SUPPLIED RECORDS -
■ ■ ■ ■
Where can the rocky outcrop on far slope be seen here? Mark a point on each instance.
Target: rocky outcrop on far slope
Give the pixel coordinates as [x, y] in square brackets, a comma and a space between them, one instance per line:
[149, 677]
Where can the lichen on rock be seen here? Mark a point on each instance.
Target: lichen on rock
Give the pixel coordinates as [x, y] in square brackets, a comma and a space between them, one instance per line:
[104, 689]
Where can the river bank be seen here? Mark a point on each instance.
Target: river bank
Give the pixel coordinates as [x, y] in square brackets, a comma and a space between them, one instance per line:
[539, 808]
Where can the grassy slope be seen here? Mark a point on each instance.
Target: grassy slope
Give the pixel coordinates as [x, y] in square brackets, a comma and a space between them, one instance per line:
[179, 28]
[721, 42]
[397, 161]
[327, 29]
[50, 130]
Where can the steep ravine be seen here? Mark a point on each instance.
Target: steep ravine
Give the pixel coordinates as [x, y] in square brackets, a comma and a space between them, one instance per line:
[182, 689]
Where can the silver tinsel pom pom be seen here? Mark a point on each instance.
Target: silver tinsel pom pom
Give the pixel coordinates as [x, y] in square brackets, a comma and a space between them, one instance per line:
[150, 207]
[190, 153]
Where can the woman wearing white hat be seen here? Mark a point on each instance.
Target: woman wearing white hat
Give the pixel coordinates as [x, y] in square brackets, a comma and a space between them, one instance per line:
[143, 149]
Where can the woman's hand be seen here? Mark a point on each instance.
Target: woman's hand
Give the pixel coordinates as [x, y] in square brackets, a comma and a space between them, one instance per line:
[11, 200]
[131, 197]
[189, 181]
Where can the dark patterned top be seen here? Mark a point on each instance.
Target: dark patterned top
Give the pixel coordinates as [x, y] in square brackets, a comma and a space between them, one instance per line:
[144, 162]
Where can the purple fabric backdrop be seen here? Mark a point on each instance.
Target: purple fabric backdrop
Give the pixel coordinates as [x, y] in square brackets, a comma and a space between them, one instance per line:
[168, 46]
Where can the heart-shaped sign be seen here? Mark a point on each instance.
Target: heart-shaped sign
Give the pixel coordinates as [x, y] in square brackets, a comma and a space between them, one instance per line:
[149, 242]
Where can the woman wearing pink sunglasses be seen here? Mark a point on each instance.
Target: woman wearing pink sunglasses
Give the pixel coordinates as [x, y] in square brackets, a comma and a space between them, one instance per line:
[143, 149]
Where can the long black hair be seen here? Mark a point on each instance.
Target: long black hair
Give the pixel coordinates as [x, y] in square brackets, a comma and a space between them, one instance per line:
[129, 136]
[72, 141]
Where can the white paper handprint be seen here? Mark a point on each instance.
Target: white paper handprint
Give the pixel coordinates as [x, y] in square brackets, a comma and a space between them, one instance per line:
■ ■ ■ ■
REQUIRED WORK -
Quote exactly what appears from the line containing "Where can the woman wearing pink" through the final line of the listing above, including both of those lines.

WRITTEN RESPONSE -
Where can the woman wearing pink sunglasses be seen here? Mark a point on each instance.
Target: woman wearing pink sunglasses
Give the pixel coordinates as [x, y] in square brackets, a comma and a space between them, one instance per line:
[143, 149]
Where can the long black hair be seen here? Mark a point on each instance.
Target: long black hair
Give the pixel coordinates as [x, y] in square brackets, a comma and a space between them, one instance per line:
[129, 136]
[72, 141]
Where can the white paper handprint be seen here? Mark a point on each instance.
Target: white paper handprint
Give the pixel coordinates as [x, y] in square brackets, a comma and a space between them, one instance per line:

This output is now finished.